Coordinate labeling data
__________________________________________________

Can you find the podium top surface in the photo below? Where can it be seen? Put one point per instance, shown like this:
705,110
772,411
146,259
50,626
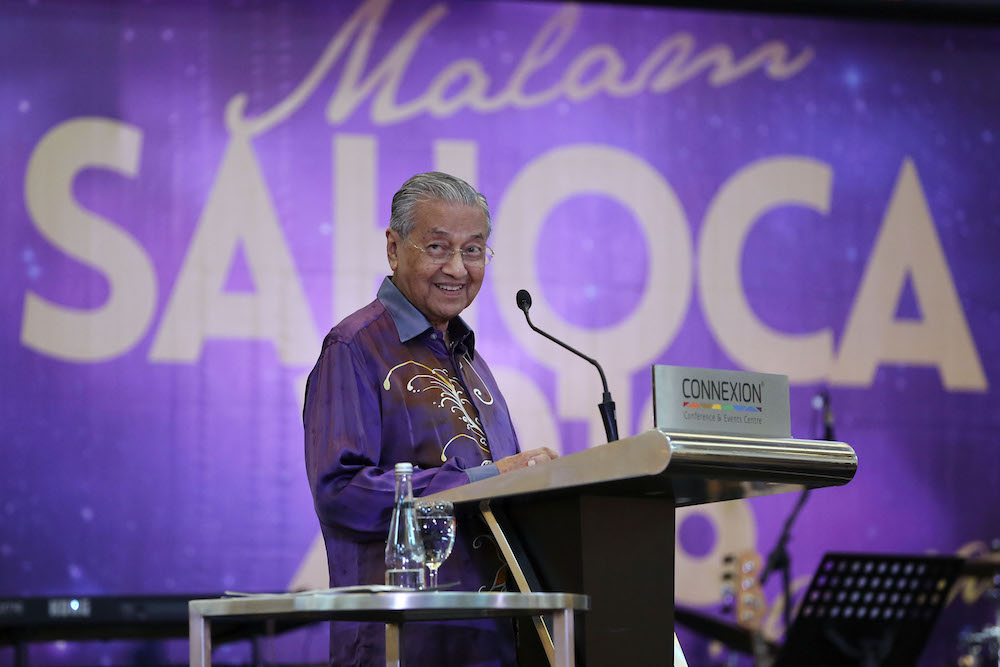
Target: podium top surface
390,607
691,468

__________________________________________________

> WHAT IS EXPECTED: Please format every line of the items above as a Markdown table with the columns "Row" and "Line", numbering the rows and skipping blank lines. Leave the pictures out of the table.

> WRITTEN ANSWER:
| Row | Line |
|---|---|
| 1 | Can you find the podium top surface in the photo below? Where can it be seen? Put one point per instance, shown like this: |
| 2 | 705,110 |
| 3 | 772,411 |
| 4 | 146,259 |
| 5 | 50,626 |
| 6 | Target: podium top surface |
| 7 | 390,607 |
| 8 | 691,468 |